▸ **Exercise goal**: Present all the records below as a Markdown table with two columns, Row and Line, giving each nonblank line its own numbered row and dropping blank lines. Leave the pictures out of the answer.

Stored records

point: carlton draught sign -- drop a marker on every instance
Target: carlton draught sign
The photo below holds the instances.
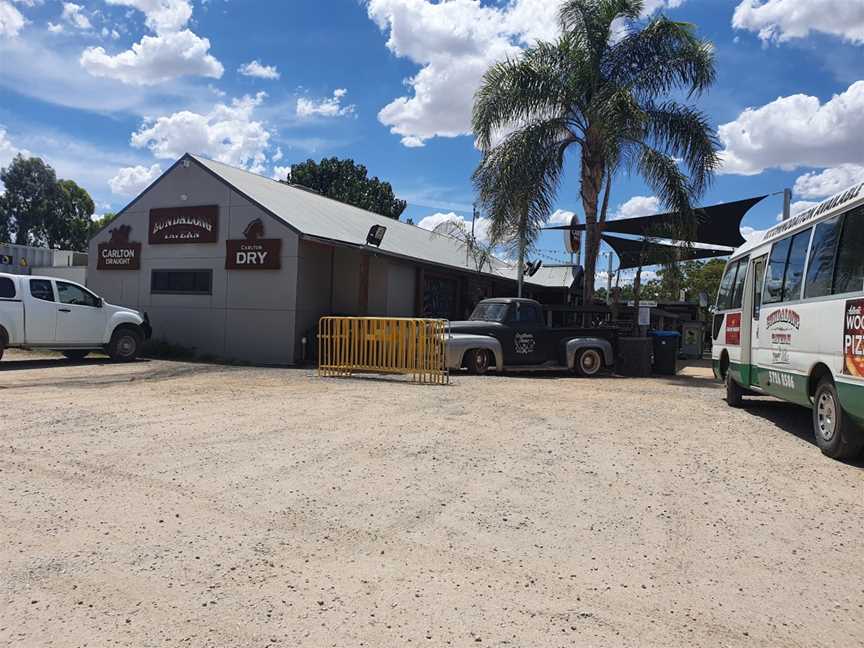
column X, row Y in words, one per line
column 853, row 338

▸ **Exercise response**:
| Row | Line |
|---|---|
| 1 | point: carlton draught sign -- drop a marker on every instance |
| 2 | Target: carlton draught sign |
| 3 | The photo below holds the instances. |
| 4 | column X, row Y in words, one per line |
| 5 | column 853, row 338 |